**Exercise aim:** The result must match the data exactly, line for line.

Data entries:
....
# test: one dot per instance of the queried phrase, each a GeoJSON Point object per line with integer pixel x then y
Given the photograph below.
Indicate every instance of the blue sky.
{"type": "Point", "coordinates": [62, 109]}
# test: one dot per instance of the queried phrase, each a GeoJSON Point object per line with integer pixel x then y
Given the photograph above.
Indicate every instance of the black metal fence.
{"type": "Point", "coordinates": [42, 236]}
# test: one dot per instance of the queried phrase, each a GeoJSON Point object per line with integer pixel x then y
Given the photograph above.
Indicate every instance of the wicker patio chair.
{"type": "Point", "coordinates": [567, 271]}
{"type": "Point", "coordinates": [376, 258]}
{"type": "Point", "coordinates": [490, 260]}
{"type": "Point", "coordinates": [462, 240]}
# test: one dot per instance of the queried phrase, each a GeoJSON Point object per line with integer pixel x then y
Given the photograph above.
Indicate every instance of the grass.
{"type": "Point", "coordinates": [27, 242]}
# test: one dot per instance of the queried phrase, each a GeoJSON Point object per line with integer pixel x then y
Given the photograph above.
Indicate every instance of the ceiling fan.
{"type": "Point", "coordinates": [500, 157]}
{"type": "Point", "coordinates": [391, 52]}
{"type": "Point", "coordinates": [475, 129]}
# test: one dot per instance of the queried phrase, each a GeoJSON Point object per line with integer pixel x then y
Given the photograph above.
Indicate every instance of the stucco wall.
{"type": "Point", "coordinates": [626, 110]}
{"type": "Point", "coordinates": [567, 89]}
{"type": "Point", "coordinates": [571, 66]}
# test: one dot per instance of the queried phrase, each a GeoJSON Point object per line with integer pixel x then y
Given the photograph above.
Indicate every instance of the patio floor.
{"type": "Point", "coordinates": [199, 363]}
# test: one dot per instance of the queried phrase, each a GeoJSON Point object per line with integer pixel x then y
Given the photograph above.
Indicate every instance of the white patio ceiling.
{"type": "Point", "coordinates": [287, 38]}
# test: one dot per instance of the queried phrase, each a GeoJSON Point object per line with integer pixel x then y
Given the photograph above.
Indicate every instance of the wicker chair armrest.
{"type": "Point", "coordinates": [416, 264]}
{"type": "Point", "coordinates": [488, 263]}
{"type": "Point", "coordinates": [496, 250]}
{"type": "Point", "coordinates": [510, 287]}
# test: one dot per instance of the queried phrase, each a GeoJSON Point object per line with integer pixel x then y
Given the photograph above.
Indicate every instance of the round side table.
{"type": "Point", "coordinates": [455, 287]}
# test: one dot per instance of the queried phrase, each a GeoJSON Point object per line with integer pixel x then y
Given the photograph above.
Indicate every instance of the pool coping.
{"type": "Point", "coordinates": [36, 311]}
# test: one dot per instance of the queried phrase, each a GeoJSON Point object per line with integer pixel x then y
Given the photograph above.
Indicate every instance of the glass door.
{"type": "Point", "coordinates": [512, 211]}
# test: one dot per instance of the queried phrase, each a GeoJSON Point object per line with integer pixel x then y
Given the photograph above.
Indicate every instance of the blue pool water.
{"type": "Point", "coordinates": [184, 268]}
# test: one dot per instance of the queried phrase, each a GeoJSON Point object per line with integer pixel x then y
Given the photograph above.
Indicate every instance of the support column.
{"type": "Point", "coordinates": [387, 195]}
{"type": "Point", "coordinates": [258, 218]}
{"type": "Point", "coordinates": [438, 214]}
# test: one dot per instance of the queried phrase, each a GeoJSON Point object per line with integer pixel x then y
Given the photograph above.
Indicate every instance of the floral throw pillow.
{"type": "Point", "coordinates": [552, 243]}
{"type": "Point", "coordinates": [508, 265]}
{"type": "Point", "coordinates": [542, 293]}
....
**Answer space:**
# test: one dot per instance of the queried phrase, each a GeoJSON Point object per line with integer pixel x then y
Given the photograph below.
Indicate every instance of the blue sky.
{"type": "Point", "coordinates": [62, 109]}
# test: one dot per instance of the queried phrase, each a GeoJSON Point object per line with integer pixel x then y
Given the photograph above.
Indicate every instance of the black metal fence.
{"type": "Point", "coordinates": [42, 236]}
# test: one dot per instance of the queried phrase, each a GeoJSON Point object per line with integer pixel x then y
Given the photograph above.
Indicate every instance of the wicker patio chair.
{"type": "Point", "coordinates": [567, 271]}
{"type": "Point", "coordinates": [376, 258]}
{"type": "Point", "coordinates": [490, 260]}
{"type": "Point", "coordinates": [462, 240]}
# test: one dot per instance of the queried phrase, each a GeoJSON Point object per line with integer pixel x then y
Given the photograph above.
Indicate every instance of the grass.
{"type": "Point", "coordinates": [27, 242]}
# test: one dot per instance of the queried phrase, each a GeoJSON Point object per line with integer pixel x then y
Given the photograph above.
Indicate every instance of the ceiling fan.
{"type": "Point", "coordinates": [500, 157]}
{"type": "Point", "coordinates": [391, 52]}
{"type": "Point", "coordinates": [475, 129]}
# test: one dot per instance of the queried phrase, each a GeoJSON Point object per line with integer pixel x then y
Given the photograph above.
Indicate every instance of the stucco wall.
{"type": "Point", "coordinates": [626, 110]}
{"type": "Point", "coordinates": [567, 89]}
{"type": "Point", "coordinates": [571, 66]}
# test: one dot per instance of the queried phrase, each a GeoJSON Point object per line with integer pixel x then y
Given the photograph above.
Indicate every instance of the patio floor.
{"type": "Point", "coordinates": [199, 363]}
# test: one dot per instance of the queried phrase, each a GeoJSON Point object per line with integer pixel x then y
Given the photograph above.
Indicate every instance of the white patio ceiling.
{"type": "Point", "coordinates": [287, 38]}
# test: one dot per instance of the queried phrase, each a GeoJSON Point object per line with integer pixel x then y
Given the photograph above.
Indicate every instance of the wicker chair armrest.
{"type": "Point", "coordinates": [416, 264]}
{"type": "Point", "coordinates": [488, 263]}
{"type": "Point", "coordinates": [496, 250]}
{"type": "Point", "coordinates": [510, 287]}
# test: one dot per instance of the queried phrase, each a GeoJSON Point object per line with integer pixel x then y
Given the photograph above.
Indicate every instance of the round side table.
{"type": "Point", "coordinates": [455, 287]}
# test: one dot per instance of the queried phrase, each a GeoJSON Point object per line with integer pixel x then y
Given the photograph above.
Indicate every instance of the pool coping.
{"type": "Point", "coordinates": [36, 311]}
# test: one dot per instance of the queried phrase, each a GeoJSON Point object per line with integer pixel x then y
Given the photograph above.
Indicate every instance of the glass door.
{"type": "Point", "coordinates": [512, 211]}
# test: one dot per instance of the queried phrase, each a GeoJSON Point object per line with integer pixel x then y
Given the photograph above.
Indicate every instance of the blue pool water.
{"type": "Point", "coordinates": [184, 268]}
# test: one dot per instance of the queried phrase, each a GeoJSON Point object per line with integer pixel x then y
Given the photograph above.
Indicate every instance of the support column.
{"type": "Point", "coordinates": [387, 195]}
{"type": "Point", "coordinates": [258, 218]}
{"type": "Point", "coordinates": [438, 214]}
# test: one dot per instance of the queried phrase, each a GeoJSON Point object per line with integer pixel x then y
Given the photograph above.
Indicate every instance of the floral throw pillow.
{"type": "Point", "coordinates": [552, 243]}
{"type": "Point", "coordinates": [508, 265]}
{"type": "Point", "coordinates": [542, 293]}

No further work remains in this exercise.